Task material

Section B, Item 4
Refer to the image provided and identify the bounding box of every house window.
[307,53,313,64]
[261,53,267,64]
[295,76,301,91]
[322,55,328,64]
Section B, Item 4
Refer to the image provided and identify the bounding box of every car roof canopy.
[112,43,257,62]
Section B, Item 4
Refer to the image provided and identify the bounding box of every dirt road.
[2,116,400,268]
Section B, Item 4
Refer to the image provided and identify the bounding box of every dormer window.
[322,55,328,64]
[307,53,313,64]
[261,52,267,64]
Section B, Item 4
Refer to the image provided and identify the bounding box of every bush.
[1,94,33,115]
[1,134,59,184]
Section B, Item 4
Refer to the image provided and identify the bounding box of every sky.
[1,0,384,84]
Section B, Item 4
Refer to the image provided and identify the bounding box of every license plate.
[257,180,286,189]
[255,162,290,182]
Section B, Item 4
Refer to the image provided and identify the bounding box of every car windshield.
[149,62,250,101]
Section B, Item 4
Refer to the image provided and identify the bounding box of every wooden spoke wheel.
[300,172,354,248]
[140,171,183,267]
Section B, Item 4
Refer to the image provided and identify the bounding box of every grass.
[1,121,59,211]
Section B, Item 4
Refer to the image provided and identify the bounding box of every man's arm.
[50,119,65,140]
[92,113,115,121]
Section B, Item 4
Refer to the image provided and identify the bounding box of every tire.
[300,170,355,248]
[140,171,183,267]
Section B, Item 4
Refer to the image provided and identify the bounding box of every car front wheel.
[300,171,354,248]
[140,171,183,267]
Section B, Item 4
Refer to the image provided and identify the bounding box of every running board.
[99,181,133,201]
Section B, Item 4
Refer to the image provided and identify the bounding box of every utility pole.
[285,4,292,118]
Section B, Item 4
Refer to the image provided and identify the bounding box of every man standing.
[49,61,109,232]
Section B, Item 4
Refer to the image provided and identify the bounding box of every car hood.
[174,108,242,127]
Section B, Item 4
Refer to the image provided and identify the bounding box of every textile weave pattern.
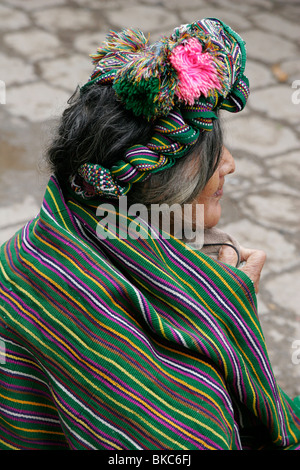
[0,178,300,450]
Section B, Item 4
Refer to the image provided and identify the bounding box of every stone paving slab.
[0,0,300,396]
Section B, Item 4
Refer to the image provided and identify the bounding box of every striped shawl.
[0,178,300,450]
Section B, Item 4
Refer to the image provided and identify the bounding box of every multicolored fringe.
[79,19,249,197]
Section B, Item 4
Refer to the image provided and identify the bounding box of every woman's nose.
[220,147,235,176]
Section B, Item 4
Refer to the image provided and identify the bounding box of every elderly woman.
[0,19,300,450]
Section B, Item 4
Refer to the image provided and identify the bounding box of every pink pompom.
[170,38,222,105]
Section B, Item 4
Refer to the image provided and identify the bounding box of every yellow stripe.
[47,185,69,231]
[0,439,20,450]
[0,416,64,436]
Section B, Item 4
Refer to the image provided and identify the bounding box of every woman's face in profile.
[194,147,235,228]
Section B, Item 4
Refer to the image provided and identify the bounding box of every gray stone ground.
[0,0,300,396]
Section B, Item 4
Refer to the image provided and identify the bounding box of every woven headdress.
[73,18,249,197]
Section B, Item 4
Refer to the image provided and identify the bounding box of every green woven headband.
[77,18,249,197]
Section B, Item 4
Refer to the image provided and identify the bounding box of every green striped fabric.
[0,178,300,450]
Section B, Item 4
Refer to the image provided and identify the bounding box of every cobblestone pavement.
[0,0,300,396]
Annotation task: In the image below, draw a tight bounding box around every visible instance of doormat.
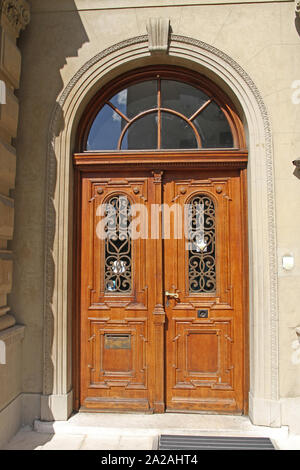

Problem statement
Reproduce all of the lines above with "Section B" renamed to "Part B" wherever it appears, leaving everything else unchanged. Omit the pictures from your answer.

Exercise result
Part B, Item 4
Refer to the image provided and identify the bounding box of every house window.
[307,53,313,64]
[261,53,267,64]
[295,76,301,91]
[322,55,328,64]
Part B, Item 4
Refer to the image provided and identify the bounding box of every car roof canopy.
[112,43,257,62]
Part B, Item 4
Refer to the image provided and identify the bounding box of every dirt road.
[2,116,400,268]
Part B, Item 4
Refer to the image provided and identify the bounding box of every dormer window.
[322,55,328,64]
[307,53,313,64]
[261,52,267,64]
Part B, Item 4
Refer to the image provided and identify the bounding box of every bush.
[1,94,33,115]
[1,134,59,184]
Part B, Item 4
Refer to the image provided and identify the bounding box of every sky.
[1,0,384,84]
Part B, Item 4
Refer to the image provided and identify the bounding box of every license plate.
[257,180,286,189]
[255,162,290,182]
Part B, Item 4
Refer to the image provided and identify the bounding box of every car windshield.
[149,62,250,101]
Part B, Item 4
Refer to the image provided and identify the bounding box of every wooden spoke wheel.
[300,172,354,248]
[140,171,183,267]
Part B, Item 4
Refer to the image provided and identify the bounding box of every grass.
[1,121,59,211]
Part B, Item 4
Refer to the image provided and identify the bounding box of every man's arm.
[50,119,65,140]
[92,113,115,121]
Part B, Item 4
Refer to the image provided and identify the bounding box of every tire.
[300,170,355,248]
[140,171,183,267]
Part B, Item 4
Refer to the image provided and identify the bounding box of every car front wheel.
[300,171,354,248]
[140,171,183,267]
Part B, Item 4
Refer to the image provided and identify the bounding box of every running board.
[99,181,133,201]
Part B, Item 4
Refer to the image provided and identify the bounding box of every utility pole.
[285,4,292,118]
Part B, Item 4
Refer to the image provided and identify the bounding box of every man standing.
[49,61,109,232]
Part B, Item 4
Refer to the image provided and identify the bounding box of every car hood.
[174,108,242,127]
Part B, Item 4
Refer to the image provided and identify the bounding box of every textile weave pattern.
[0,178,300,450]
Part B, Item 4
Refer to the image provided and identify the bounding box of every stone paving slab.
[0,0,300,396]
Part B, Item 4
Refer to the image provided and identify the bounding box of every striped shawl.
[0,178,300,450]
Part B, Item 4
Refer to the image provided and identify the bounding box of every multicolored fringe.
[79,19,249,197]
Part B, Item 4
Refer to the image provided and identify the bounding box of every woman's nose.
[220,147,235,176]
Part B, Item 4
Refer to the image provided and identify the bounding box of every elderly woman.
[0,19,300,450]
Part B, Item 4
Refer to the image provided and identify the bounding box of every pink pompom.
[170,38,222,105]
Part B, Item 4
Refer to the image provided and identify the bounding box of every yellow stripe.
[47,185,69,231]
[0,439,20,450]
[0,416,64,436]
Part B, Item 4
Refer to the image provided and identify the bounding box of every woman's face in profile.
[194,147,235,228]
Part B, Item 4
Refer to the image provided and identify the bounding box of every gray stone ground.
[0,0,300,396]
Part B, Item 4
Refer to the image provided and identify the bounding box of every woven headdress.
[73,18,249,197]
Part B, Item 4
Refer to the image provided and identify the bounding box of every green woven headband.
[77,18,249,197]
Part B, Item 4
Refer to the image provided and identify the bounding box of every green striped fabric.
[0,178,300,450]
Part B, Item 4
Refer to the image provided and identify the bounding box of every cobblestone pavement.
[0,0,300,396]
Annotation task: In the image below, draw a tight bounding box around every visible instance of doormat.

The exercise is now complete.